▶ Work task: Below are the records; copy each line in them that holds the word "negative".

(Extracted data entries)
= = = = =

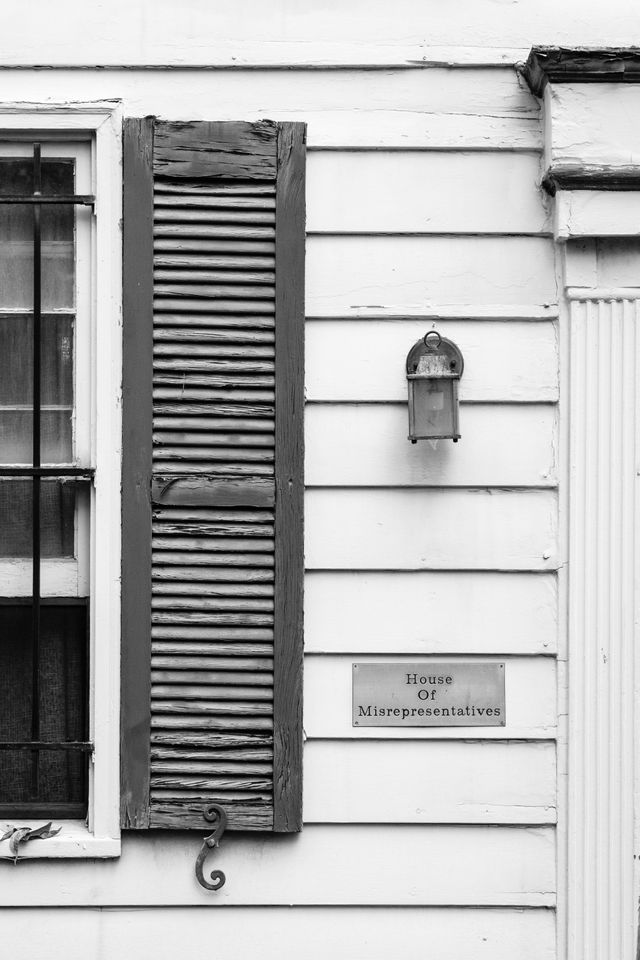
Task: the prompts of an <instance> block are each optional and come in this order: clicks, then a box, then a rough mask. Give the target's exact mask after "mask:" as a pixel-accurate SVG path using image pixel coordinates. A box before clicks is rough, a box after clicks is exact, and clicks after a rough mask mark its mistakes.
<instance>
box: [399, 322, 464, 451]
mask: <svg viewBox="0 0 640 960" xmlns="http://www.w3.org/2000/svg"><path fill="white" fill-rule="evenodd" d="M463 369H464V360H463V359H462V354H461V353H460V351H459V350H458V348H457V347H456V345H455V343H452V341H451V340H446V339H445V338H444V337H441V336H440V334H439V333H438V332H437V330H430V331H429V332H428V333H427V334H425V336H424V337H423V339H422V340H418V342H417V343H415V344H414V345H413V346H412V347H411V350H410V351H409V355H408V357H407V383H408V387H409V440H411V443H416V442H417V441H418V440H453V442H454V443H457V442H458V440H459V439H460V428H459V423H458V381H459V380H460V377H461V376H462V371H463Z"/></svg>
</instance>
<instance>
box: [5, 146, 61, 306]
mask: <svg viewBox="0 0 640 960" xmlns="http://www.w3.org/2000/svg"><path fill="white" fill-rule="evenodd" d="M32 191H33V161H32V159H31V158H30V157H24V158H20V159H13V160H6V159H0V195H2V194H5V195H7V194H8V195H10V196H17V195H20V194H30V193H32ZM42 192H43V193H48V194H53V195H56V194H57V195H60V194H65V193H73V192H74V165H73V160H43V161H42ZM41 225H42V308H43V309H44V310H47V309H48V310H52V309H55V308H60V307H69V308H72V307H73V302H74V209H73V207H72V206H58V205H57V204H56V205H55V206H47V207H43V208H42V214H41ZM32 306H33V206H32V205H27V204H11V205H7V204H0V308H1V307H5V308H12V309H13V308H18V307H21V308H23V309H31V307H32Z"/></svg>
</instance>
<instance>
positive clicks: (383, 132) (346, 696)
mask: <svg viewBox="0 0 640 960" xmlns="http://www.w3.org/2000/svg"><path fill="white" fill-rule="evenodd" d="M77 14H80V15H81V22H82V28H81V29H78V28H76V29H72V30H69V24H70V23H72V22H73V20H74V16H75V15H77ZM626 14H627V5H626V4H625V3H622V2H617V3H613V4H609V5H608V6H607V7H606V9H605V8H604V7H601V6H598V7H597V8H595V9H594V11H593V16H591V17H586V16H585V9H584V3H577V2H570V3H566V4H562V5H558V4H557V3H555V2H553V3H552V2H551V0H548V2H547V0H543V2H531V0H521V2H516V3H512V4H505V3H503V2H500V0H479V2H478V0H474V2H471V0H467V2H465V3H464V4H462V5H459V4H449V5H446V4H442V3H440V2H439V0H428V2H424V0H399V2H397V3H388V2H376V3H374V4H373V5H372V4H371V3H370V2H367V3H364V2H363V0H357V2H356V0H351V2H349V3H346V4H334V3H332V2H327V0H324V2H320V0H313V2H310V3H305V4H296V3H290V2H285V0H282V2H278V3H273V2H272V3H264V2H260V3H259V2H257V0H245V2H241V3H237V4H233V5H217V4H210V3H208V2H203V0H198V2H195V0H192V2H188V3H182V4H177V3H175V2H174V0H161V2H158V0H155V2H153V3H151V2H150V0H148V2H141V0H138V2H134V3H133V4H132V3H131V0H128V2H127V3H124V2H120V0H116V2H112V3H110V4H100V5H98V4H96V5H87V4H79V3H77V2H71V0H61V3H58V4H56V5H55V6H50V5H45V4H43V3H37V4H36V5H35V10H34V9H33V7H31V8H30V14H29V17H24V11H23V10H22V11H21V10H19V9H16V11H15V13H14V12H13V11H6V12H5V23H4V24H3V36H4V40H3V43H2V45H1V49H0V63H2V64H5V65H11V66H19V67H21V69H6V70H0V77H1V80H2V99H3V100H4V101H6V102H16V103H19V102H23V101H36V102H49V103H64V102H65V101H67V100H74V101H77V100H82V101H89V100H98V99H111V98H116V99H121V100H122V101H123V108H124V114H125V115H126V116H143V115H146V114H155V115H158V116H161V117H164V118H169V119H176V120H177V119H198V118H206V119H254V118H258V117H271V118H273V119H302V120H306V121H307V123H308V125H309V126H308V144H309V154H308V229H309V239H308V246H307V306H308V322H307V367H306V384H307V398H308V408H307V421H306V436H307V484H308V493H307V502H306V507H307V564H308V573H307V579H306V650H307V656H306V665H305V666H306V673H305V698H306V701H305V728H306V734H307V737H308V740H307V744H306V749H305V821H306V825H305V828H304V830H303V833H302V834H301V836H299V837H267V838H261V837H257V836H245V837H241V836H237V835H229V836H228V837H226V838H225V839H224V840H223V843H222V847H221V849H220V851H218V852H216V857H215V859H216V860H217V861H218V865H219V866H220V867H221V868H222V869H224V870H225V872H226V873H227V878H228V879H227V885H226V886H225V887H224V888H223V890H222V891H221V892H220V893H218V894H212V893H207V892H205V891H204V890H202V889H201V888H200V887H199V886H198V885H197V883H196V881H195V878H194V876H193V863H194V861H195V857H196V854H197V852H198V850H199V847H200V842H201V838H199V837H197V836H194V835H188V834H173V835H161V834H158V833H156V834H155V835H153V836H133V835H130V834H128V835H125V836H124V838H123V856H122V858H121V860H120V861H114V862H111V863H99V862H78V863H71V862H67V863H46V862H29V863H20V864H18V866H17V867H16V868H13V867H12V866H11V865H10V864H3V863H0V902H2V903H3V904H5V905H6V906H9V905H11V907H12V909H5V911H4V912H3V919H4V920H5V924H4V925H3V926H4V929H5V934H4V935H3V936H4V938H5V940H4V942H5V946H6V947H7V950H8V953H7V956H10V957H11V958H12V960H14V958H15V960H22V958H27V957H28V958H29V960H32V958H34V957H39V956H43V955H51V956H58V955H59V956H61V957H62V956H64V957H65V958H66V960H75V958H80V957H82V958H83V960H85V958H89V957H100V958H105V960H112V958H114V960H115V958H120V957H126V956H136V957H140V958H143V960H144V958H146V957H149V958H151V957H153V958H154V960H165V958H167V960H168V958H170V957H171V958H173V957H175V955H176V953H177V952H178V951H179V952H181V953H189V954H191V955H194V954H195V955H197V954H198V951H201V950H203V949H205V948H206V950H207V952H210V951H211V950H212V949H213V948H215V949H216V950H217V951H218V952H219V955H220V956H223V955H224V956H225V957H229V958H230V960H235V958H238V960H240V958H242V960H245V958H246V957H247V956H248V955H249V952H251V953H253V952H256V951H257V950H259V952H260V954H261V956H264V957H265V958H267V960H268V958H269V957H276V956H277V957H279V958H281V957H282V958H287V957H292V958H293V957H298V956H304V957H305V958H308V960H315V958H316V957H317V958H319V957H323V958H324V957H326V956H327V955H332V956H335V957H336V960H357V958H362V960H364V958H367V960H377V958H382V957H385V958H386V957H391V956H395V957H402V960H413V958H418V957H419V958H423V957H425V956H427V955H428V956H432V957H434V960H435V958H437V960H463V958H465V960H466V958H469V960H471V958H473V960H514V958H516V957H517V958H518V960H552V958H553V957H555V956H556V949H555V916H554V906H555V902H556V876H555V869H556V847H555V823H556V818H557V814H556V808H557V803H556V744H555V736H556V726H557V708H556V682H557V679H556V678H557V671H556V660H555V655H556V652H557V651H558V647H559V643H558V641H559V640H560V647H562V642H563V637H562V634H559V633H558V622H559V606H558V584H557V575H556V571H557V569H558V566H559V564H560V563H561V557H560V555H559V550H558V533H559V521H558V506H557V496H556V493H557V490H556V488H557V482H558V452H557V451H558V425H557V401H558V364H559V355H558V338H557V329H556V323H557V313H558V305H557V303H558V294H557V286H556V278H555V263H554V247H553V241H552V238H551V235H550V229H551V228H550V224H549V215H548V209H547V207H546V205H545V202H544V201H543V199H542V196H541V194H540V191H539V189H538V181H539V176H540V159H541V158H540V149H541V145H542V135H541V128H540V120H539V105H538V103H537V101H536V100H535V99H534V98H533V97H532V96H531V95H530V93H529V92H528V91H527V90H526V88H525V86H524V85H523V83H522V82H521V80H520V79H519V78H518V75H517V73H516V72H515V70H514V69H513V67H512V64H513V63H514V62H515V60H517V59H521V58H522V57H523V56H524V55H525V53H526V51H528V49H529V47H530V46H531V44H532V43H534V42H543V41H546V42H565V43H572V44H577V43H581V42H587V41H589V40H591V41H592V42H594V38H595V42H599V43H600V42H604V41H603V37H604V38H608V39H609V41H610V42H612V43H613V42H616V41H621V40H623V39H624V42H627V43H630V42H631V40H630V36H629V24H628V17H627V15H626ZM34 32H35V35H34ZM45 38H46V42H44V41H45ZM256 38H259V39H256ZM638 40H640V36H639V37H638ZM45 63H51V64H56V65H62V66H69V65H81V64H86V65H88V66H91V65H97V64H113V65H119V66H122V65H140V66H145V67H146V66H148V65H160V66H163V65H164V66H171V67H172V69H171V70H164V69H153V70H148V69H139V70H121V69H107V70H100V71H96V70H93V71H92V70H91V69H87V70H84V69H56V70H52V71H51V70H30V69H25V67H26V66H28V65H29V64H45ZM434 63H439V64H440V65H439V66H434ZM247 64H248V65H250V66H251V67H252V69H243V65H247ZM265 64H266V65H268V66H275V67H277V68H278V69H263V68H260V69H253V68H254V67H256V66H257V67H260V65H265ZM473 64H481V65H482V66H479V67H474V66H473ZM487 64H493V66H487ZM198 65H200V66H201V67H202V68H201V69H200V68H198V69H186V68H187V67H189V68H191V67H198ZM205 65H206V67H207V69H204V67H205ZM221 65H222V66H224V67H225V69H208V68H209V67H214V68H215V67H216V66H221ZM321 65H325V66H326V65H329V66H330V67H335V66H338V67H339V68H338V69H308V67H309V66H313V67H318V66H321ZM359 65H369V66H371V65H375V67H376V68H375V69H366V70H359V69H357V68H358V66H359ZM282 66H293V67H294V68H295V69H290V70H282V69H279V68H280V67H282ZM427 66H428V69H425V67H427ZM227 67H228V68H229V69H227ZM439 316H444V317H445V318H446V319H445V320H444V321H443V322H438V324H437V325H438V328H439V329H440V330H441V331H442V333H443V334H444V335H447V336H451V337H453V338H454V339H455V340H456V342H457V343H458V344H459V346H460V348H461V350H462V352H463V354H464V356H465V364H466V367H465V376H464V379H463V380H462V384H461V396H462V400H463V406H462V433H463V436H462V440H461V441H460V443H459V444H457V445H456V446H454V445H453V444H451V443H448V442H441V443H440V444H439V446H438V447H437V449H436V450H433V449H431V447H430V446H429V445H428V444H418V445H416V446H412V445H411V444H409V443H408V442H407V441H406V439H405V437H406V423H405V419H406V406H405V386H404V373H403V364H404V359H405V356H406V353H407V351H408V349H409V347H410V346H411V345H412V344H413V343H414V341H415V340H416V339H417V338H418V337H419V336H421V335H422V334H423V333H424V332H425V330H426V329H428V328H429V327H431V325H432V324H433V322H434V318H435V317H439ZM429 655H434V656H438V657H439V658H440V659H442V658H447V659H454V658H463V659H464V658H465V657H466V658H468V657H473V656H478V655H479V656H483V657H494V658H500V659H501V660H504V661H505V662H506V670H507V726H506V727H505V728H495V729H494V728H470V729H465V728H442V729H433V728H431V729H415V728H361V729H356V730H354V728H353V727H352V726H351V722H350V697H351V692H350V678H351V664H352V662H353V660H354V659H358V660H361V659H363V658H372V657H377V658H378V659H382V660H384V659H396V658H401V657H403V656H405V657H409V658H410V657H413V658H415V657H416V656H420V657H421V658H422V657H428V656H429ZM60 905H64V907H65V909H64V910H55V909H54V907H55V906H60ZM373 906H375V909H371V908H372V907H373ZM36 907H39V909H35V908H36ZM210 910H214V911H216V913H215V915H214V914H211V913H210V912H209V911H210ZM0 952H1V951H0Z"/></svg>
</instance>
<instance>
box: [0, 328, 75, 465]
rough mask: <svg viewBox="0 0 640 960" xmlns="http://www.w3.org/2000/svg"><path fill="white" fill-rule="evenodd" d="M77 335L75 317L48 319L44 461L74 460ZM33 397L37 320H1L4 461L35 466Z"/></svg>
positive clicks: (44, 411) (42, 367)
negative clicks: (74, 361) (33, 325)
mask: <svg viewBox="0 0 640 960" xmlns="http://www.w3.org/2000/svg"><path fill="white" fill-rule="evenodd" d="M73 333H74V320H73V317H69V316H51V315H49V316H45V317H43V319H42V378H41V384H42V388H41V389H42V406H43V410H42V423H41V433H40V437H41V441H40V442H41V460H42V462H43V463H70V462H72V461H73V448H72V418H73V363H74V359H73ZM32 399H33V320H32V318H31V317H27V316H24V315H18V316H4V317H2V316H0V463H31V462H32V444H33V440H32V437H33V414H32V410H33V407H32ZM51 407H57V408H58V409H57V410H55V409H54V410H51V409H47V408H51Z"/></svg>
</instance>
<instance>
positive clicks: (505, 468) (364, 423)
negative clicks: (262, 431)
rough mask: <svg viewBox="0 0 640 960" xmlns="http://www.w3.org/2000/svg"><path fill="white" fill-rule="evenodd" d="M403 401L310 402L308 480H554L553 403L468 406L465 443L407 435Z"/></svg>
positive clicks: (456, 485)
mask: <svg viewBox="0 0 640 960" xmlns="http://www.w3.org/2000/svg"><path fill="white" fill-rule="evenodd" d="M407 420H408V418H407V407H406V404H392V405H382V404H356V405H347V404H342V403H337V404H331V405H329V404H308V405H307V409H306V412H305V421H306V422H305V430H306V446H305V449H306V469H305V476H306V482H307V486H310V487H314V486H361V487H373V486H376V487H377V486H381V487H387V486H390V487H392V486H448V487H450V486H484V485H486V486H554V485H555V484H556V483H557V475H556V411H555V408H554V407H553V406H551V405H542V404H531V405H529V404H526V405H525V404H521V405H515V404H500V405H485V404H477V405H475V404H474V405H465V406H463V407H462V409H461V411H460V428H461V431H462V439H461V441H460V442H459V443H458V444H456V445H455V446H453V445H452V444H451V443H449V442H448V441H440V442H439V443H438V444H437V446H436V449H435V450H434V449H433V446H432V445H431V444H429V443H426V442H421V443H415V444H414V443H410V442H409V441H408V439H407V433H408V422H407Z"/></svg>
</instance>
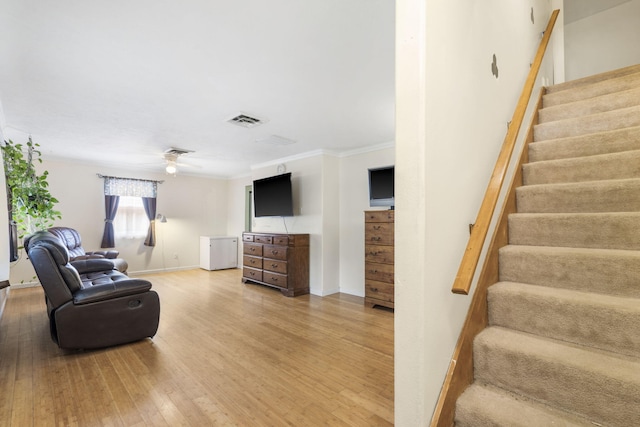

= = = = =

▶ Exercise response:
negative clicks: (74, 361) (33, 325)
negative clicks: (262, 431)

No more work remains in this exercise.